**Page extract**
........
NOW, THEREFORE, in consideration of the mutual promises
herein contained, the parties hereto agree as follows:
1. Creation of Escrow Agreement. Pursuant to the terms
and conditions of this Agreement, the parties do hereby agree
that the Escrow Agent shall act as escrow agent in regard to
Proceeds received from the Subscribers for the Capital Stock
pursuant to the Offering.
2. Deposit and Delivery of Proceeds and Subscription
Agreements. The Escrow Agent shall deposit and hold in escrow
under this Agreement all Proceeds received by the Issuer from the
Subscribers in regard to the purchase of the Capital Stock
pursuant to the Offering, The Escrow Agent shall have no
responsibility whatsoever in regard to Proceeds not received and
for funds that have not yet cleared and become good funds.
Subscribers shall make the payment for the capital Stock payable
to the Escrow Agent. In the event checks are made payable to the
Issuer, the Issuer shall promptly endorse said checks to the
order of the Escrow Agent. Simultaneously with the delivery of
the Proceeds, the Issuer shall deliver to the Escrow Agent the
Subscription Agreements and copies of the written acceptances for
which the Proceeds represent payments, The Escrow Agent shall
hold the Proceeds and Subscription Agreements pursuant to the
terms and conditions of this Agreement.
3. Partial Rejection of Subscription Agreements. Should
the Issuer elect to accept a subscription for less than the
number of shares shown in a Subscribers Subscription Agreement by
indicating such lesser number of shares on the written acceptance
of the Issuer transmitted with the Subscription Agreement and
payment therefore the Escrow Agent shall deposit such payment in
the escrow account and then remit within thirty (30) days to such
Subscriber at the address shown in his Subscription Agreement
that amount of his Proceeds in excess of the amount which
constitutes full payment for the number of subscribed shares
accepted by the Issuer as shown in the Banks written acceptance,
such amount to be remitted without interest or reduction.
4. Achievement or Failure to Achieve Required Offering.
........
**Exercises to complete**
**A)** In the escrow agreement, within how many days must the Escrow Agent return excess Proceeds to a Subscriber whose subscription the Issuer accepts for fewer shares?
**B)** Please carry the escrow agreement forward from its last line, the heading of section 4.
The rows have no part in this work.

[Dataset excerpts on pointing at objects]
........
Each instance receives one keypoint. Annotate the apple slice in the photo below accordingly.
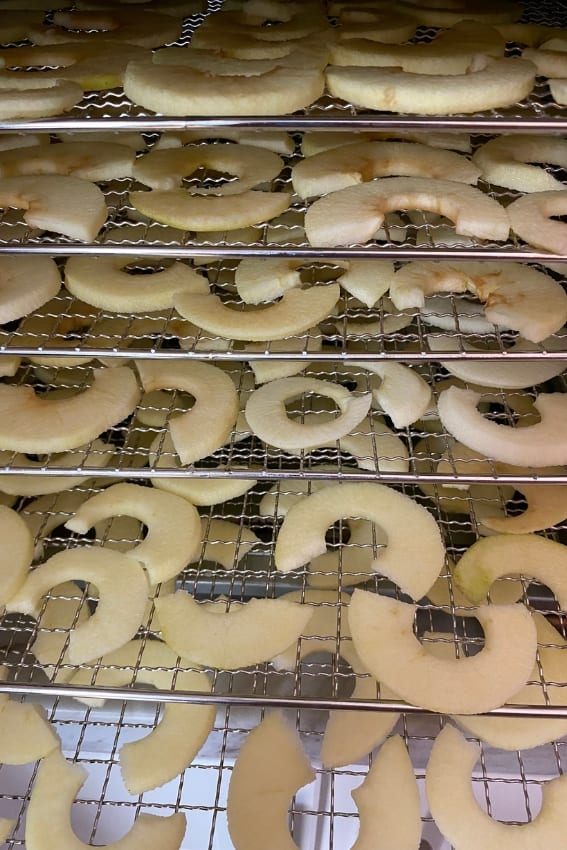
(122, 588)
(246, 635)
(412, 561)
(298, 310)
(207, 426)
(354, 214)
(270, 767)
(461, 819)
(382, 631)
(48, 817)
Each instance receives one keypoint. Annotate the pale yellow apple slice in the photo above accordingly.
(528, 555)
(207, 426)
(174, 533)
(122, 588)
(168, 749)
(48, 817)
(412, 561)
(360, 162)
(461, 819)
(270, 767)
(544, 444)
(532, 219)
(104, 282)
(298, 310)
(179, 90)
(26, 283)
(246, 635)
(165, 169)
(67, 205)
(267, 416)
(354, 214)
(388, 802)
(33, 424)
(382, 631)
(186, 211)
(491, 84)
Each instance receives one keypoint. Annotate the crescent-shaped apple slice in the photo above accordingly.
(354, 214)
(461, 819)
(246, 635)
(298, 310)
(174, 532)
(33, 424)
(543, 444)
(412, 561)
(529, 555)
(48, 816)
(171, 747)
(67, 205)
(207, 426)
(382, 631)
(363, 161)
(270, 767)
(122, 588)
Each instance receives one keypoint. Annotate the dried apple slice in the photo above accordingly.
(48, 817)
(174, 533)
(271, 767)
(459, 816)
(104, 282)
(67, 205)
(363, 161)
(122, 587)
(354, 214)
(246, 635)
(298, 310)
(543, 444)
(267, 416)
(32, 424)
(412, 561)
(382, 631)
(388, 802)
(207, 426)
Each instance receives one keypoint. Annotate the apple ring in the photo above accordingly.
(353, 215)
(412, 561)
(104, 282)
(122, 587)
(267, 416)
(298, 310)
(382, 631)
(496, 83)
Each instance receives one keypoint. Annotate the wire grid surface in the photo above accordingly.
(140, 446)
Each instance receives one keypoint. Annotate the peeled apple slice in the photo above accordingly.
(207, 426)
(388, 802)
(33, 424)
(298, 310)
(271, 767)
(122, 588)
(412, 561)
(529, 555)
(460, 818)
(246, 635)
(267, 416)
(363, 161)
(48, 817)
(168, 749)
(103, 281)
(174, 533)
(382, 631)
(543, 444)
(66, 205)
(354, 214)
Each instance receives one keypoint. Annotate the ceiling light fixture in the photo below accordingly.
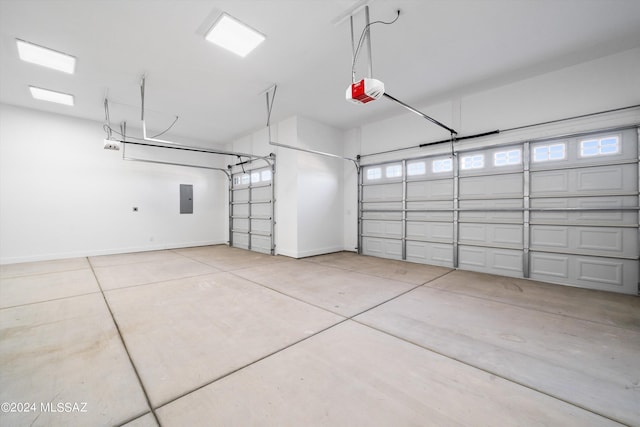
(51, 96)
(39, 55)
(233, 35)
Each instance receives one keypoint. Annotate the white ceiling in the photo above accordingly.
(437, 49)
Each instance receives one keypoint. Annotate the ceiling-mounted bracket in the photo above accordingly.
(270, 100)
(370, 89)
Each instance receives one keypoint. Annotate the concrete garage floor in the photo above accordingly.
(217, 336)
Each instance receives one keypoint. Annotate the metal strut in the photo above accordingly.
(290, 147)
(162, 143)
(421, 114)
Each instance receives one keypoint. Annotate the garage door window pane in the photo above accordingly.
(393, 171)
(505, 158)
(442, 165)
(597, 147)
(472, 162)
(417, 168)
(545, 153)
(374, 173)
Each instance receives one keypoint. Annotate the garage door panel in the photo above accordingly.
(501, 235)
(382, 192)
(392, 229)
(430, 253)
(261, 225)
(382, 215)
(430, 190)
(515, 216)
(240, 209)
(261, 193)
(241, 224)
(604, 241)
(382, 248)
(261, 209)
(600, 180)
(596, 217)
(439, 213)
(608, 274)
(505, 262)
(241, 195)
(491, 187)
(430, 231)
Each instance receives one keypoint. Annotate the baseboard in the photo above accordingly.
(111, 251)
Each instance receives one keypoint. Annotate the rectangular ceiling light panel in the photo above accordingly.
(51, 96)
(233, 35)
(35, 54)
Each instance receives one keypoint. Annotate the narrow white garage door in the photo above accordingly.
(562, 210)
(251, 209)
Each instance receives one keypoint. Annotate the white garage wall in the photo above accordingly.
(62, 195)
(602, 84)
(309, 188)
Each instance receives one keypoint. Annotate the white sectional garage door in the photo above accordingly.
(251, 213)
(561, 210)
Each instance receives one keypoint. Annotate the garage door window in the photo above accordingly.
(546, 153)
(417, 168)
(599, 147)
(393, 171)
(506, 158)
(374, 173)
(472, 162)
(442, 165)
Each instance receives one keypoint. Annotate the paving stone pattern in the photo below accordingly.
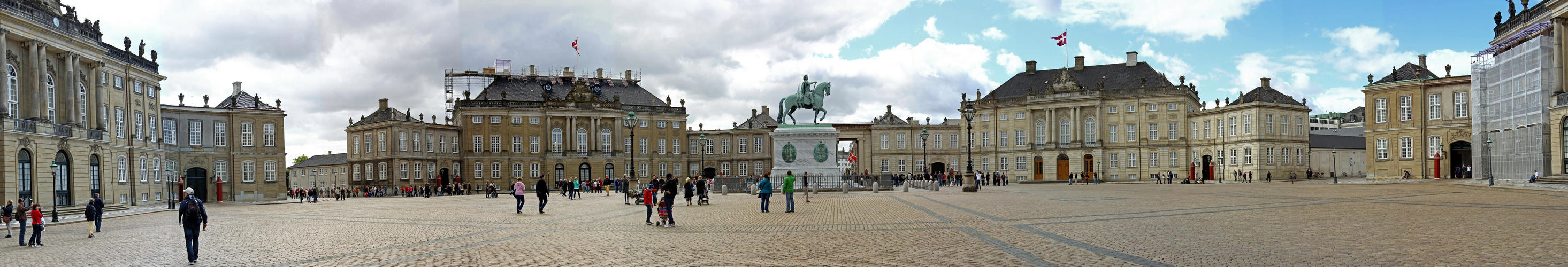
(1233, 224)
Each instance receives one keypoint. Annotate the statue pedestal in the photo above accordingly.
(805, 149)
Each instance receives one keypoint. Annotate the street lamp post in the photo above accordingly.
(925, 163)
(631, 127)
(969, 117)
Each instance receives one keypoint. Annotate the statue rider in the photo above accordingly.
(805, 87)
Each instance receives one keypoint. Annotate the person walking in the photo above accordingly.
(38, 227)
(5, 216)
(766, 191)
(648, 200)
(789, 191)
(516, 193)
(21, 221)
(96, 215)
(190, 215)
(543, 193)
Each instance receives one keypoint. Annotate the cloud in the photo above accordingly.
(1191, 21)
(325, 60)
(993, 33)
(930, 29)
(1034, 10)
(1009, 61)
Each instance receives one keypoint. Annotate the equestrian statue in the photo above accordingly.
(806, 97)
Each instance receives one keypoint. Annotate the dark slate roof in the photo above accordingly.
(1115, 75)
(324, 160)
(1266, 94)
(1407, 72)
(386, 114)
(1343, 143)
(761, 121)
(243, 100)
(532, 88)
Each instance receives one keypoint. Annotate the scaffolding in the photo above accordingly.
(1511, 91)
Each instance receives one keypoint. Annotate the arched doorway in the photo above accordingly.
(1040, 168)
(1208, 168)
(62, 168)
(1089, 166)
(1062, 166)
(93, 175)
(24, 174)
(196, 180)
(1459, 155)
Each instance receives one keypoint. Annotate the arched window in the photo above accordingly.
(582, 141)
(13, 105)
(1382, 149)
(1404, 149)
(247, 171)
(26, 174)
(604, 141)
(1065, 132)
(556, 139)
(1040, 132)
(220, 169)
(1089, 130)
(49, 99)
(272, 171)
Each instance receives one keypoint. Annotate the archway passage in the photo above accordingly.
(196, 180)
(444, 177)
(1459, 156)
(62, 178)
(1040, 166)
(1208, 168)
(1062, 166)
(1089, 166)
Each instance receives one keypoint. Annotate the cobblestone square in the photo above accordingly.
(1233, 224)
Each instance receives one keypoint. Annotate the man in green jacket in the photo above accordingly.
(789, 191)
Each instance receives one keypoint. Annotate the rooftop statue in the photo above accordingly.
(806, 97)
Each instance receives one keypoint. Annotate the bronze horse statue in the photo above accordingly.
(811, 100)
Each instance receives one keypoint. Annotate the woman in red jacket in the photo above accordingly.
(38, 227)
........
**Answers below**
**A)** Within thirty (30) days.

**B)**
The Escrow Agent shall notify the Issuer in writing at such time
as it has received Proceeds totaling at least $5,250,000
exclusive of those which have been rejected by the Issuer and
shall continue to receive and hold such funds until notified by
the Issuer to release the proceeds to the Issuer. If, on or
before the Expiration Date, the Escrow Agent shall not have
received Proceeds from the Subscribers for at least $5,250,000,
the Escrow Agent shall return to each Subscriber the appropriate
amount of the Proceeds (without interest or deduction) received
and collected from him hereunder.
5. Failure to Request Proceeds. If, by the close of
business on the Expiration Date, the Issuer shall not have,
delivered a written request to the Escrow Agent authorizing
release of the Proceeds, the Escrow Agent shall promptly return
to the Subscribers the Proceeds (without interest or deduction)
received and collected from them hereunder.
6. Request For Proceeds. Subject to provision of
paragraph 4, hereof, if the Issuer delivers a written request to
release Proceeds, the Escrow Agent shall, Within three (3) days
of receiving notification thereof from the Issuer, pay to the
Issuer all cleared proceeds then and thereafter received by it
(including any interest earned thereon) after deducting therefrom
the fees and costs of the Escrow Agent as set forth in Paragraph
1 5 hereof
7. Return of Proceeds to Subscribers. If instructed in
writing to do so by the Issuer the Escrow Agent agrees to return
to any Subscriber, whether his Subscription Agreement has been
accepted by the Issuer or not, Proceeds deposited pursuant to
this Agreement by the Subscriber. Written instruction by the
Issuer to return funds to a Subscriber must be received by the
Escrow Agent prior to the Escrow Agent's disbursement of Proceeds
pursuant to Paragraph 6 of this Agreement. The Escrow Agent, in
returning funds to the Subscribers hereunder, may rely on the
names and addresses furnished to the Escrow Agent by the Issuer
without the requirement of independent verification, All returns
and deliveries to a Subscriber under this Agreement shall be
mailed, by regular mail, to the residential or business address
of such Subscriber, appearing on his Subscription Agreement. Any
payment to a Subscriber will be made by check.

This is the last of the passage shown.